§ EXERCISE DESCRIPTION: Rewrite the lines of every item, replacing "innermost" with "most central" and keeping everything else the same; leave the pictures out.

— Start DATA TO USE —

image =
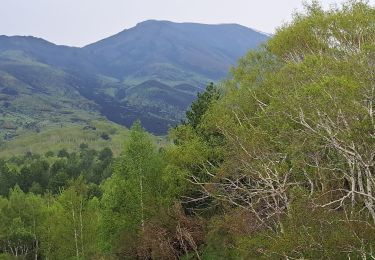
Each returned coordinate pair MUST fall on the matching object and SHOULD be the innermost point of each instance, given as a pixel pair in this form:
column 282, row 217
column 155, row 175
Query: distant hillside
column 151, row 72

— End DATA TO USE —

§ SOLUTION:
image =
Each returned coordinate pair MUST fall on the matching object and SHOULD be the most central point of each instance, given as a pixel pair in this form:
column 282, row 217
column 155, row 175
Query: distant hillside
column 151, row 72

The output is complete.